Extracted text ->
-- Begin --

"Perdido Sin Ti" () is a song recorded by Puerto Rican singer Ricky Martin for his fourth studio album, Vuelve (1998). The song was written by K.C. Porter, Robi Rosa, and Luis Gómez Escolar, while the production was handled by Porter and Rosa. It was released by Columbia Records as the fourth single from the album on August 18, 1998. A heart-wrenching, slow ballad, its protagonist is nostalgia. The song received positive reviews from music critics, who complimented its "sweetness" and "dreamy hook".

"Perdido Sin Ti" was acknowledged as an award-winning song at the 2000 BMI Latin Awards. The song reached number one on Billboards Hot Latin Songs and Latin Pop Airplay charts in the United States, as well as number three in both Panama and Puerto Rico. The accompanying music video was directed by Gustavo Garzón and premiered at the Wolfsonian Museum in October 1998. The track was included on the set lists for Martin's the One Night Only with Ricky Martin tour and the Movimiento Tour.

Background and composition

In 1995, Ricky Martin released his third studio album, A Medio Vivir. On it, he shifted from his traditional ballad-style compositions to a riskier fusion of music focused on traditional Latin sounds, epitomized by the song "María". Taken aback by the starkly different musical style, his record label executives felt the song would ruin Martin's career. Despite this, "María" was chosen as the album's second single and became a breakthrough hit, reaching number one in France, Spain, Germany, Belgium, Holland, Switzerland, Finland, Italy, Turkey, and the whole of South America. As of 2014, A Medio Vivir had sold over three million copies worldwide. While on tour in 1997, Martin returned to the studio and began recording material for his fourth studio album. He said the experience of touring and recording at the same time was "brutal and incredibly intense". On December 7, 1997, Martin confirmed he was completing his next project and that the album would be released in February of the following year. He worked on the album with producers K.C. Porter and Robi Rosa, and recorded it in studios across the United States, Puerto Rico, and Spain.

The album's title, Vuelve, was announced on January 25, 1998. In an interview with CNN en Español, he emphasized the album was going to "reaffirm the internationalization of my career and I know that it will help me a lot to destroy the stereotypes that may exist with my culture". The album consisting mainly of "red-hot" Latin dance numbers and "melodramatic" pop ballads.

-- End --

Given instruction a -> List every line in the rows below that contains the string "vegetation".

Exercise materials ->

-- Begin --

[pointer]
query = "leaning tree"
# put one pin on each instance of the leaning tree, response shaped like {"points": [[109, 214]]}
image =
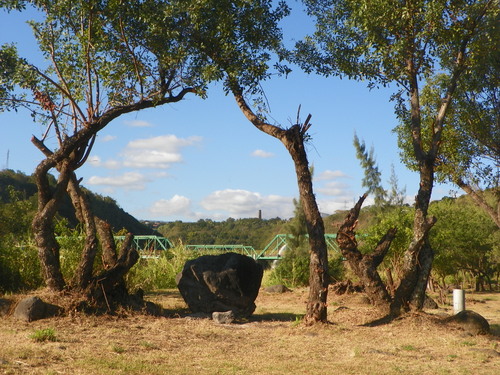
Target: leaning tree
{"points": [[103, 60], [240, 45], [402, 44]]}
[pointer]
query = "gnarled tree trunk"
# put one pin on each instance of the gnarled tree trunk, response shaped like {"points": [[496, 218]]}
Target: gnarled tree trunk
{"points": [[365, 265], [293, 140]]}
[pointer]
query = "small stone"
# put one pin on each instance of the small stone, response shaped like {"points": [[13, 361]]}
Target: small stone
{"points": [[277, 289], [471, 322], [33, 308], [226, 317]]}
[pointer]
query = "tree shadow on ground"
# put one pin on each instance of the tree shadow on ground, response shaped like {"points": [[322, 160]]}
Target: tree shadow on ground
{"points": [[276, 317]]}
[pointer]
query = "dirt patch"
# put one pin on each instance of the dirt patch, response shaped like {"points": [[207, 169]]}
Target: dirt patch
{"points": [[274, 341]]}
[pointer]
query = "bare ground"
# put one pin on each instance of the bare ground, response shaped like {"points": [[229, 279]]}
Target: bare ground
{"points": [[274, 341]]}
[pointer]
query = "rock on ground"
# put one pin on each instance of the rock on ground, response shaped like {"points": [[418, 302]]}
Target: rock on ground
{"points": [[471, 322], [33, 308], [221, 283]]}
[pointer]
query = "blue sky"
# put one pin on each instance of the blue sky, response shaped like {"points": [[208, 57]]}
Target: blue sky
{"points": [[201, 159]]}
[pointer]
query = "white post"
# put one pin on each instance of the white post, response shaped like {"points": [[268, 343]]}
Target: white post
{"points": [[458, 300]]}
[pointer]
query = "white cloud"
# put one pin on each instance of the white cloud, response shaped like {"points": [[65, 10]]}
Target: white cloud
{"points": [[335, 189], [96, 161], [177, 205], [243, 203], [107, 138], [129, 181], [137, 123], [156, 152], [330, 175], [262, 154]]}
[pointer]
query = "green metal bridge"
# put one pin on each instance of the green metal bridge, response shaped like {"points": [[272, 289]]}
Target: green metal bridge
{"points": [[152, 246], [273, 251]]}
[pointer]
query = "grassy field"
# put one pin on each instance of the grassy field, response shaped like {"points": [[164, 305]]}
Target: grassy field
{"points": [[274, 341]]}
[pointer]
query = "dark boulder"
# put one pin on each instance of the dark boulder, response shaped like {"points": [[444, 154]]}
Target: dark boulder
{"points": [[471, 322], [221, 283], [33, 308]]}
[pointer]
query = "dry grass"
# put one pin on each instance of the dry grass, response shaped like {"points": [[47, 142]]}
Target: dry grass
{"points": [[274, 342]]}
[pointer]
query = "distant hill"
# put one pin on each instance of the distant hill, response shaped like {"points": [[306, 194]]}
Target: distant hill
{"points": [[104, 207]]}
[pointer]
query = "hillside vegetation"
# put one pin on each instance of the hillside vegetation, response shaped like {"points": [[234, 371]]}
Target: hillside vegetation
{"points": [[16, 186]]}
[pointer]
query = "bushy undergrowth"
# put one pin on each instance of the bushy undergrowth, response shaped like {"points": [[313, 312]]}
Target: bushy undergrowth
{"points": [[19, 265], [293, 270], [159, 273]]}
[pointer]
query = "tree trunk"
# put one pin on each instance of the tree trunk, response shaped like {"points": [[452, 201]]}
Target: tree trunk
{"points": [[43, 231], [293, 139], [417, 261], [316, 310], [108, 288], [365, 266], [80, 201]]}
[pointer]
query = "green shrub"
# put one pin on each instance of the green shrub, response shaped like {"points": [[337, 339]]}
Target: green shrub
{"points": [[159, 273], [42, 335], [19, 265], [293, 270]]}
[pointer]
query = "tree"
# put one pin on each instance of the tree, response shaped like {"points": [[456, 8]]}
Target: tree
{"points": [[293, 139], [403, 43], [106, 59], [464, 239], [239, 45], [372, 180]]}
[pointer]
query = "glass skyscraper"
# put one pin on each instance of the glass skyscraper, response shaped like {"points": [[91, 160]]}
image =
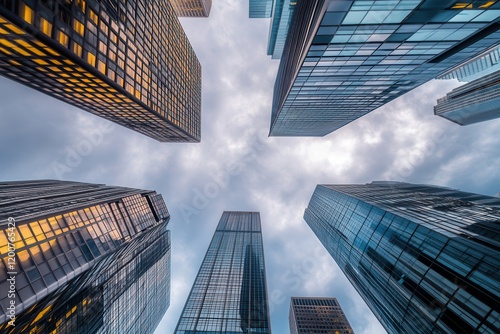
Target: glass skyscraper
{"points": [[192, 8], [280, 24], [260, 8], [313, 315], [229, 294], [474, 102], [88, 258], [345, 58], [425, 259], [129, 62]]}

-- End --

Given instruction b -> In the passage on "Perdido Sin Ti," why did Martin's record label executives think the song "María" would ruin his career?

Full solution a ->
query = "hillside vegetation"
# put one pin on each instance of the hillside vegetation, response shaped like {"points": [[234, 371]]}
Target: hillside vegetation

Full solution b -> They were taken aback by its starkly different musical style. On A Medio Vivir, Martin had moved away from his traditional ballad-style compositions to a riskier fusion focused on traditional Latin sounds, and "María" epitomized that shift.